-- START Reading passage --

2031 Turtle Pond Drive

Reston, VA 20191

john.nelson.wsww@gmail.com

(703) 801-5287

Spouse(s): Kimberly Ballard Nelson, (1973)

Child(ren): Bergen Ballard Nelson, 1976; Frederick Ballard Nelson, 1980

Grandchild(ren): Harper Tamish Nelson Girardet, 2011, Sawyer Kenneth Nelson Girardet, 2013, Miles Alexander John Nelson, 2014

Education: University of Michigan, MA, 1974

Career: Wall Street Without Walls (Washington, DC and NYC 15), Co-director, providing volunteer technical assistance from finance professionals to non-profits and municipalities for community economic development; Trust for Public Land (San Francisco,4), Director of Training and Special Programs, land trusts and urban projects; Independent Consultant (Washington, DC, 20) community development, environmental policy, and private-public sector partnerships; Purpose Prize Fellow 2009.

Avocations: Board member for policy advocacy, social entrepreneurship and community-based organizations; Buddhist Lay Ordination/member of the San Francisco Zen Center; collaborative fun with family and friends; early bird tennis and twilight golf.

-- END Reading passage --
-- START Provided material --

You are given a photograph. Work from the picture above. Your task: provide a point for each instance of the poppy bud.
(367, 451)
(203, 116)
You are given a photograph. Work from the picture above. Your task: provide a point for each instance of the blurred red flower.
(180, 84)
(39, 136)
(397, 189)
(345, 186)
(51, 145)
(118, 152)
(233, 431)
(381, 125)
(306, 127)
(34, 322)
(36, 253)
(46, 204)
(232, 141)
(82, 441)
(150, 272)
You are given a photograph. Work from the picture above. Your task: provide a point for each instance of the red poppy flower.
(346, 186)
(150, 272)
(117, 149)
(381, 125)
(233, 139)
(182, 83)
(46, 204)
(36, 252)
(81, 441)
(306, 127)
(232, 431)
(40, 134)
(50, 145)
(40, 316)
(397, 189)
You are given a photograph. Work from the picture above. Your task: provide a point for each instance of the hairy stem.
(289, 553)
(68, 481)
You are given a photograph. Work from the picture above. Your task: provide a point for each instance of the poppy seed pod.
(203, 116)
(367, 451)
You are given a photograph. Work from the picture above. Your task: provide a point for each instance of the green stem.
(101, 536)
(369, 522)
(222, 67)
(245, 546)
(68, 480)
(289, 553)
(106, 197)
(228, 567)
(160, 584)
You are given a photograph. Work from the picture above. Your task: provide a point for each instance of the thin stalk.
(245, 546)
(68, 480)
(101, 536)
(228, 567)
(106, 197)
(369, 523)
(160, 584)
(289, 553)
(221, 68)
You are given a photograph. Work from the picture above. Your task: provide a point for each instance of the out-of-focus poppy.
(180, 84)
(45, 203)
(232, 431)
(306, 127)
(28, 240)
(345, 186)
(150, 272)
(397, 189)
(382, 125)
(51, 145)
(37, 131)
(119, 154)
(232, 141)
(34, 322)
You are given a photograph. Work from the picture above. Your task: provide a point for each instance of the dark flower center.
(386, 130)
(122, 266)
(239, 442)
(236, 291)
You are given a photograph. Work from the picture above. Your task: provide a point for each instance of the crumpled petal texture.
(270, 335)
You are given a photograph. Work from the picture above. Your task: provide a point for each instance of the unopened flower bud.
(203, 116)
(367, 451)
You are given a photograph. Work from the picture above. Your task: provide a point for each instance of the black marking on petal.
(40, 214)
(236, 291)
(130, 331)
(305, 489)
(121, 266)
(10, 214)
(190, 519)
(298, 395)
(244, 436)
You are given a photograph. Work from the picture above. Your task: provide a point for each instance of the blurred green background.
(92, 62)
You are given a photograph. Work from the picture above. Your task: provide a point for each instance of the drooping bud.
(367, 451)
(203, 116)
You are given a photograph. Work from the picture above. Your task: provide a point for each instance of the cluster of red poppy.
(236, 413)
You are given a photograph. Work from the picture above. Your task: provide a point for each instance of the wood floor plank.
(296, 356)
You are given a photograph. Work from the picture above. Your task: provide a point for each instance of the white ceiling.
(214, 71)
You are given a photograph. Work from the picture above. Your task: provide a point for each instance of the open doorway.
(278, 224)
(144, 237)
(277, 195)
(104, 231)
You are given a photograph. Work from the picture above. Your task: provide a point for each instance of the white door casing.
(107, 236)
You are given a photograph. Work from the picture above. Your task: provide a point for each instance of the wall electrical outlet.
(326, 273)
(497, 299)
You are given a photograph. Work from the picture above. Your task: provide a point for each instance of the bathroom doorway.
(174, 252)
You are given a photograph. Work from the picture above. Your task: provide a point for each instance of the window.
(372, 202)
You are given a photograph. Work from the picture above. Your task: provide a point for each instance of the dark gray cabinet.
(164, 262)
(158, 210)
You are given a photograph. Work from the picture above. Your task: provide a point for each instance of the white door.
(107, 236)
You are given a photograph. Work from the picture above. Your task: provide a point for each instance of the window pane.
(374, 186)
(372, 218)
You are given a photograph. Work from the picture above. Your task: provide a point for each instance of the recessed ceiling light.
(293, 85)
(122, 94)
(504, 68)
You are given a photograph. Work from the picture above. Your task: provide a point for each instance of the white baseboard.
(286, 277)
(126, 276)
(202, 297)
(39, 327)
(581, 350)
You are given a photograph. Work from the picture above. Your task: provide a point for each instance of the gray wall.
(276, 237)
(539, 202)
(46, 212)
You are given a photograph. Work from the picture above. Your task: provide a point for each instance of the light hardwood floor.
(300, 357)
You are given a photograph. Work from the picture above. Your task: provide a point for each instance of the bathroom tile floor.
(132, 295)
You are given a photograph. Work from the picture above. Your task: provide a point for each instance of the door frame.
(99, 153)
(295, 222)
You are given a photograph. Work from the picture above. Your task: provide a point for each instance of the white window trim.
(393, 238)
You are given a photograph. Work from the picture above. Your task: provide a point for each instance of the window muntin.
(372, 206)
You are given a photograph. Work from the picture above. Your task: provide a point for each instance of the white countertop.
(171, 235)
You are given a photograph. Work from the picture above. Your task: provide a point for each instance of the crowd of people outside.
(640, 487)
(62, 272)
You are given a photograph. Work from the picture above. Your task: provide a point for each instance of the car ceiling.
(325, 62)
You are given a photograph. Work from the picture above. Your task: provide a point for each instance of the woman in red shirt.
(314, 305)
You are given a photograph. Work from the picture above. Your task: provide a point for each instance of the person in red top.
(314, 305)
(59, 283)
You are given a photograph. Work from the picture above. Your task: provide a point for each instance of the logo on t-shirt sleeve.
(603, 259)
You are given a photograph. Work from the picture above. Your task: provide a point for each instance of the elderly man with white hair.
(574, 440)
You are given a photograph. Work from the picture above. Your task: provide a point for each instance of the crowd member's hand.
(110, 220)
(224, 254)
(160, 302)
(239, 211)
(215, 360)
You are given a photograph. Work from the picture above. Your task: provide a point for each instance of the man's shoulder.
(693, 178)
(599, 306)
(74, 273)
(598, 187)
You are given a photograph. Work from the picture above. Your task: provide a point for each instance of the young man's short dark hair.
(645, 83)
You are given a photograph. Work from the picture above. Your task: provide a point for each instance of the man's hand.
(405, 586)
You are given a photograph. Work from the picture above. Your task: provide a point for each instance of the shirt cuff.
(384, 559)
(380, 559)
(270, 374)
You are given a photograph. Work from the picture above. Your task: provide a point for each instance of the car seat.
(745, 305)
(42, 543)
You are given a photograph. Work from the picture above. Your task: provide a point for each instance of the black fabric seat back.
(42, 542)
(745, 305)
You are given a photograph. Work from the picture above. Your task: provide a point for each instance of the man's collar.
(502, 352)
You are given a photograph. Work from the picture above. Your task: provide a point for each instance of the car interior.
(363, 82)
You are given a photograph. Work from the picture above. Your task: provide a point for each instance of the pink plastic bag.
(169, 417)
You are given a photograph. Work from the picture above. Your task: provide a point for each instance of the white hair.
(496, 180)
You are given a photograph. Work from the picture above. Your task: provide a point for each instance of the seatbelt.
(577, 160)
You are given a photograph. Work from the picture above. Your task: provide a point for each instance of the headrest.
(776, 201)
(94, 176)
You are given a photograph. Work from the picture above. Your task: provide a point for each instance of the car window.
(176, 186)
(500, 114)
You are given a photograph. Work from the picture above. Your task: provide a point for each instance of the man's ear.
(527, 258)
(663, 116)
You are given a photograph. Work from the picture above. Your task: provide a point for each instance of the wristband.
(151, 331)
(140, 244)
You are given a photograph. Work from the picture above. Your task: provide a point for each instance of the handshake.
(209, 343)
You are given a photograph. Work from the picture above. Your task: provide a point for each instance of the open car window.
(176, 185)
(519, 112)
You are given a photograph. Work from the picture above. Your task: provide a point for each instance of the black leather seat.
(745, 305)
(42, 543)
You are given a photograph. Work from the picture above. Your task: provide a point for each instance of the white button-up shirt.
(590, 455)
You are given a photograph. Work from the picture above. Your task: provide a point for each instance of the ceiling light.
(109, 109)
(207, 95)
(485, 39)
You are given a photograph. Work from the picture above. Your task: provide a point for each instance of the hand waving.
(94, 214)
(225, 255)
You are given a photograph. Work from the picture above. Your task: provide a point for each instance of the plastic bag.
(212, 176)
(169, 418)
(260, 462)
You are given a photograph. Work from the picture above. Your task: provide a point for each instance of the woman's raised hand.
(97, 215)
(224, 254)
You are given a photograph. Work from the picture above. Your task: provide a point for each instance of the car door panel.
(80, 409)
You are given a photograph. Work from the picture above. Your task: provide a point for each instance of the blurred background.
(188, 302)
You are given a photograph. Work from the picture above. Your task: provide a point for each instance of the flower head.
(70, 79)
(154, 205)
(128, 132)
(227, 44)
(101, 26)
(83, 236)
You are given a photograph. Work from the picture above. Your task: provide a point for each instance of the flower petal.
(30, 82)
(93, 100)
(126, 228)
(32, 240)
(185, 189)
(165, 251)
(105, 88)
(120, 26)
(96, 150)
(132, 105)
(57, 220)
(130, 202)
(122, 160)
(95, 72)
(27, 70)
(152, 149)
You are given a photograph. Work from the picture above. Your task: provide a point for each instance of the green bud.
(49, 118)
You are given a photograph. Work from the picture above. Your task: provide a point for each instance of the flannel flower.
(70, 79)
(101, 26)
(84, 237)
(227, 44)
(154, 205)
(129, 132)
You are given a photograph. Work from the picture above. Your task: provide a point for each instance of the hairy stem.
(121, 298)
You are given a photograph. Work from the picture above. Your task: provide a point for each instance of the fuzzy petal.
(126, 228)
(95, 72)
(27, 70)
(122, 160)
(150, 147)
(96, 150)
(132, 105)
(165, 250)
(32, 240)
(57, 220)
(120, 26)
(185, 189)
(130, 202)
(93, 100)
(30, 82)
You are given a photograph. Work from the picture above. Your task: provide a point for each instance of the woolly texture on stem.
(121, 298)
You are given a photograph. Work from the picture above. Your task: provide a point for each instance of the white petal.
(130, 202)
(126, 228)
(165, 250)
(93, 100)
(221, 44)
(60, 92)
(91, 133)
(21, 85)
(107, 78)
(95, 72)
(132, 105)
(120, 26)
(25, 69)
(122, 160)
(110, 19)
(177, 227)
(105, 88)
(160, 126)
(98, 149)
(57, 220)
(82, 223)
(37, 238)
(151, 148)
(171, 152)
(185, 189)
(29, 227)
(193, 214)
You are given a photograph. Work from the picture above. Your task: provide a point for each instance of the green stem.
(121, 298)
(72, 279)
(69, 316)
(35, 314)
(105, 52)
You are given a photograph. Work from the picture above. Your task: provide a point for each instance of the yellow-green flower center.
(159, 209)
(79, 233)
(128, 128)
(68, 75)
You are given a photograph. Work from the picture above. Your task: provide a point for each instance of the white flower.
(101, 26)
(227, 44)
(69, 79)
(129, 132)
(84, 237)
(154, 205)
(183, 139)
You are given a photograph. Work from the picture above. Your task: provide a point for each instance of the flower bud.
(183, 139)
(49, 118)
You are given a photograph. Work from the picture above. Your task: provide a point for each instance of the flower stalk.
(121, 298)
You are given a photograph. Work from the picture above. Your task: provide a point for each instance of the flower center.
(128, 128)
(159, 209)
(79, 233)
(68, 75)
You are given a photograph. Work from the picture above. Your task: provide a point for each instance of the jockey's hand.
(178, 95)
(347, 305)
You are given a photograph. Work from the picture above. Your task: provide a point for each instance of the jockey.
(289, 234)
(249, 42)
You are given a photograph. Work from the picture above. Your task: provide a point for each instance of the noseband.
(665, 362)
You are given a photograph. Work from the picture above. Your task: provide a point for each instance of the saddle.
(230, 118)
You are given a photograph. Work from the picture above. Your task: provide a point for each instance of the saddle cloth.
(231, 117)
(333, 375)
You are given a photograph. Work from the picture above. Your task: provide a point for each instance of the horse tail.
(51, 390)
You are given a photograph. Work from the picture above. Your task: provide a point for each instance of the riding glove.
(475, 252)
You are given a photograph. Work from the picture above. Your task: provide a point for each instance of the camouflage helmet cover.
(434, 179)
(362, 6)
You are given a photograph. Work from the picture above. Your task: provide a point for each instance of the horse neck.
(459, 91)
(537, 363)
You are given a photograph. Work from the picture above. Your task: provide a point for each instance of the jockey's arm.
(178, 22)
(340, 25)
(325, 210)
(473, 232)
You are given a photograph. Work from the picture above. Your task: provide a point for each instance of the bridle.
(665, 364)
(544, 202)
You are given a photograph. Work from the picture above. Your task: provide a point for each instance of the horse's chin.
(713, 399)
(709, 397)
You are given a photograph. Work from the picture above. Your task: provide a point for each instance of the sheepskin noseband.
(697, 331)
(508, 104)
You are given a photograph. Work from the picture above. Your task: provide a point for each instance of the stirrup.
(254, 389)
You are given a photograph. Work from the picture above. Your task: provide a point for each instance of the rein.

-- END Provided material --

● Short task 1
Sum up the personal profile in two sentences.
● Short task 2
Pick up the personal profile after its final entry and continue it.
The items are separate material from the personal profile.

● Task answer 1
The person profiled earned an MA from the University of Michigan in 1974 and has worked as co-director of Wall Street Without Walls, Director of Training and Special Programs at the Trust for Public Land, and an independent consultant in community development, environmental policy, and private-public sector partnerships, and was a Purpose Prize Fellow in 2009. Outside work, the person serves as a board member for policy advocacy, social entrepreneurship, and community-based organizations, holds Buddhist lay ordination as a member of the San Francisco Zen Center, and enjoys time with family and friends, early bird tennis, and twilight golf.

● Task answer 2
College: Jonathan Edwards

I was the first from my Northern Virginia high school to go to Yale, golden boy at the time: quarterback, student body president, civil rights advocate, highest ranking academic boy, serious, abstemious, virgin. My dad somehow knew my admission folder was marked “Football Not Necessary” though I expected to play. Yale had its eye on another freshman quarterback with initials “BD” and I agreed “not necessary”, wisely deciding to play intercollege for the JE Spiders. I became an “athletic aid” for four years, getting paid year-round for playing tackle and touch, basketball, baseball, and softball. Great job that taught me you could find joy in one’s work and exercise every day.

Having been part of the civil rights movement in one of the South’s first integrated schools, I arrived on campus fully committed to racial justice. I immediately joined Dwight Hall and was a kind of “big brother” mentor for young boys in the largely African American Hill District. The New Haven Y eventually employed me to supervise the program and I remained involved in community development the rest of my life.

I also arrived in ’65 vehemently opposed to US policy in Vietnam and argued for years with my Army reserve colonel father and eventual father-in-law Navy reserve captain and many of my high school and college friends. I suppose the war was the pivotal factor in my pretty much non-existent career decision making and the basic undermining of my being a golden boy after all.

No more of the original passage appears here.